Which lines of the entries below hold the word "pink"? Report each of them.

▸ **DATASET ENTRIES**

----------

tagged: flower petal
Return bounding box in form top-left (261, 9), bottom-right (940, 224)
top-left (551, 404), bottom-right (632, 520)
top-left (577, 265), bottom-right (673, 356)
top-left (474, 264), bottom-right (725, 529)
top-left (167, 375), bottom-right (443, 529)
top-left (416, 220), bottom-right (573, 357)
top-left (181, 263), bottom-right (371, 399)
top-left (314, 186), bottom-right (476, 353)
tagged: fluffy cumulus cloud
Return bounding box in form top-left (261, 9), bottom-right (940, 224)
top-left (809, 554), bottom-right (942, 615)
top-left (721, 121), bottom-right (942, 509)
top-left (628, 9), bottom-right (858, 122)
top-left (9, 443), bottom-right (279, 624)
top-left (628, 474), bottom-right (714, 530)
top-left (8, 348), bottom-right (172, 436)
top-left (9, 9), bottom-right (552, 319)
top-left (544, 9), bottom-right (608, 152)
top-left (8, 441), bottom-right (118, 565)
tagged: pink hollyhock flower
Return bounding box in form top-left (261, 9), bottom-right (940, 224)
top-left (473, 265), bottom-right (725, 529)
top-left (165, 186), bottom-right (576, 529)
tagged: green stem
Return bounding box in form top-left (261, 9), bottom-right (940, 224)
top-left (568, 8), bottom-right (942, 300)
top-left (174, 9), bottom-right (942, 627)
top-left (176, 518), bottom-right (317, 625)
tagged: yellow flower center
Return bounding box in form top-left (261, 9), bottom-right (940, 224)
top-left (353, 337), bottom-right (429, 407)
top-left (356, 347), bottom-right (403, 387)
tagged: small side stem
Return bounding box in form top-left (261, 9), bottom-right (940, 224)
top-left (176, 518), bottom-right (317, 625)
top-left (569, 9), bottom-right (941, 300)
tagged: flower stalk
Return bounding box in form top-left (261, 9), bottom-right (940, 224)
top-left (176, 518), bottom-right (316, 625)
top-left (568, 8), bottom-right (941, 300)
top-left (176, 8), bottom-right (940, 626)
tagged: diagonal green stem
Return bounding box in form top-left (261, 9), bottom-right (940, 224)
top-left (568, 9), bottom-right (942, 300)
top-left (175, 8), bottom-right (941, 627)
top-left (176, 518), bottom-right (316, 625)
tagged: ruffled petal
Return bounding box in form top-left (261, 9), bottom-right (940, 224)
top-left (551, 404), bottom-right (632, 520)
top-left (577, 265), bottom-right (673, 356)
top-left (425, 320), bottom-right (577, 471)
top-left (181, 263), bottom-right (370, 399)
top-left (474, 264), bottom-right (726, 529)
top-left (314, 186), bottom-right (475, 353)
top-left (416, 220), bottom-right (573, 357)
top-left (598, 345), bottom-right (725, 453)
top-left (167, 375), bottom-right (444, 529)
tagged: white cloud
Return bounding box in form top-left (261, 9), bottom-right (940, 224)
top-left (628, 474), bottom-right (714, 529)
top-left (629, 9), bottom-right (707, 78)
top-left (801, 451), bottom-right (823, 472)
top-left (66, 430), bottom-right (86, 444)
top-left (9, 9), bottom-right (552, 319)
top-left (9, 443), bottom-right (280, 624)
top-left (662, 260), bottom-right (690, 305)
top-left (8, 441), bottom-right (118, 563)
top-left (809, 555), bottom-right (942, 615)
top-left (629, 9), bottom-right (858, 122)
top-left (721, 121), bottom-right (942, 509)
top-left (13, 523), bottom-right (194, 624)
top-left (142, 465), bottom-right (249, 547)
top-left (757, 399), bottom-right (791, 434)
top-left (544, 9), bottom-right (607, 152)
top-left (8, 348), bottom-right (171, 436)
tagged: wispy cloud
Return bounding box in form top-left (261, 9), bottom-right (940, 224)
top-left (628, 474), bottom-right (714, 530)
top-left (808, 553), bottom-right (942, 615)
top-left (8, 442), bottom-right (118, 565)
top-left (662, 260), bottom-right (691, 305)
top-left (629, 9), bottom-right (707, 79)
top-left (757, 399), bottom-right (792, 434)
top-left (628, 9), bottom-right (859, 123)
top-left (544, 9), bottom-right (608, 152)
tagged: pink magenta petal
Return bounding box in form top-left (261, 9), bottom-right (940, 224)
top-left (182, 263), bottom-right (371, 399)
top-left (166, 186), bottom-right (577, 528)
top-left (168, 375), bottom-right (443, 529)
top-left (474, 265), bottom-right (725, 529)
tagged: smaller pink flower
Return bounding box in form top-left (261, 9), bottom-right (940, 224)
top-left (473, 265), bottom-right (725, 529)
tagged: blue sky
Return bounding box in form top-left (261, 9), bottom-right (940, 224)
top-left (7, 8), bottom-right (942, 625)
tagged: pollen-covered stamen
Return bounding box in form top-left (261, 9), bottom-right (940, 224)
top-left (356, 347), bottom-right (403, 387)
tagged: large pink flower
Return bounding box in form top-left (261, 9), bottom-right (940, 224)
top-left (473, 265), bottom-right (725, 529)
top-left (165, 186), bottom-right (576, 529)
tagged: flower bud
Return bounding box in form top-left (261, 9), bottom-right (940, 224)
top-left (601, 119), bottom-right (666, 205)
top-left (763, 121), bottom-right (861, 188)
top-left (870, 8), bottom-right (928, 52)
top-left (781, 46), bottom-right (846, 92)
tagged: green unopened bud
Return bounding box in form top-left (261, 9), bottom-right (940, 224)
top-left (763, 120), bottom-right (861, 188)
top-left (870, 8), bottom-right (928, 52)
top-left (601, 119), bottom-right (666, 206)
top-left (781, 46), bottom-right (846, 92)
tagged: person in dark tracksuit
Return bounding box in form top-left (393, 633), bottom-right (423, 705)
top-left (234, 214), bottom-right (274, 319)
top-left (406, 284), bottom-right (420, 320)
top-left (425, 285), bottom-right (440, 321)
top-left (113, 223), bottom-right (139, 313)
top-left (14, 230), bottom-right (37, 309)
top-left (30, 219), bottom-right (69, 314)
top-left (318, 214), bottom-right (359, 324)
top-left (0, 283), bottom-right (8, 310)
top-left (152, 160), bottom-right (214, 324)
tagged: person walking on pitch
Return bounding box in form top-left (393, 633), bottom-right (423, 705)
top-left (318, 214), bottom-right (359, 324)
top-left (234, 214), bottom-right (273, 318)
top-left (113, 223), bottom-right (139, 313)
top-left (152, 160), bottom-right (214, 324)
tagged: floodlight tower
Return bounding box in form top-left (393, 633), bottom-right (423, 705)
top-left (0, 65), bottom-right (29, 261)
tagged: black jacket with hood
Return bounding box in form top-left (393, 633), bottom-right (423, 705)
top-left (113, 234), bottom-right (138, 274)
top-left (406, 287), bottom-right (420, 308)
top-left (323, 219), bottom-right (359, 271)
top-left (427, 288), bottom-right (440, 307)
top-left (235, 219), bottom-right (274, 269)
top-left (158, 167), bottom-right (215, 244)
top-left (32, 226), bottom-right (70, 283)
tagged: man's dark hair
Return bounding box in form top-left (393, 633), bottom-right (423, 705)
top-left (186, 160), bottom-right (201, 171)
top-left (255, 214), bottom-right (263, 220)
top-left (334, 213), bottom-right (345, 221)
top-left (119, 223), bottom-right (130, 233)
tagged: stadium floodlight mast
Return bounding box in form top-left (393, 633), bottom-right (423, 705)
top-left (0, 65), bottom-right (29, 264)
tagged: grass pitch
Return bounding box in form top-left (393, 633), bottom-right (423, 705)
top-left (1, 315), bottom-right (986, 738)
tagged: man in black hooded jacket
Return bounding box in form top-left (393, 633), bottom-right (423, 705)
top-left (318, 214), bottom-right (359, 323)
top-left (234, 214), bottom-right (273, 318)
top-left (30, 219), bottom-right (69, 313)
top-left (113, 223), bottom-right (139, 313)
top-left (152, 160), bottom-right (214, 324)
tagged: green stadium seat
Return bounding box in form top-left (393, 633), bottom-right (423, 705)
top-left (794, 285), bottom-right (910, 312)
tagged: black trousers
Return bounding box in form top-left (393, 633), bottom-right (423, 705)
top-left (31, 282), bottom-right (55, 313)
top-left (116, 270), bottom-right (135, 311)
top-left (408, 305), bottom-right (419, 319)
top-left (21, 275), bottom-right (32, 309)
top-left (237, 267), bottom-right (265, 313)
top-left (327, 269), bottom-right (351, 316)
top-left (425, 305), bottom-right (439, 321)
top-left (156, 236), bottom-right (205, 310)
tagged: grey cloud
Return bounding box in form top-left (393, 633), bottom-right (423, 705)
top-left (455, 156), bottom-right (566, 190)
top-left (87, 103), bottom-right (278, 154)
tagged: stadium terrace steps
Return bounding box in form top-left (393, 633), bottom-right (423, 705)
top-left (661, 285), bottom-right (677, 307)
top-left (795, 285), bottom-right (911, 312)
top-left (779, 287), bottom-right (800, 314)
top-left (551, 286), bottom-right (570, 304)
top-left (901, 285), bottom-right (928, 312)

----------

▸ **SOLUTION TO THIS EXERCISE**
tagged: pink hollyhock flower
tagged: pink magenta petal
tagged: smaller pink flower
tagged: large pink flower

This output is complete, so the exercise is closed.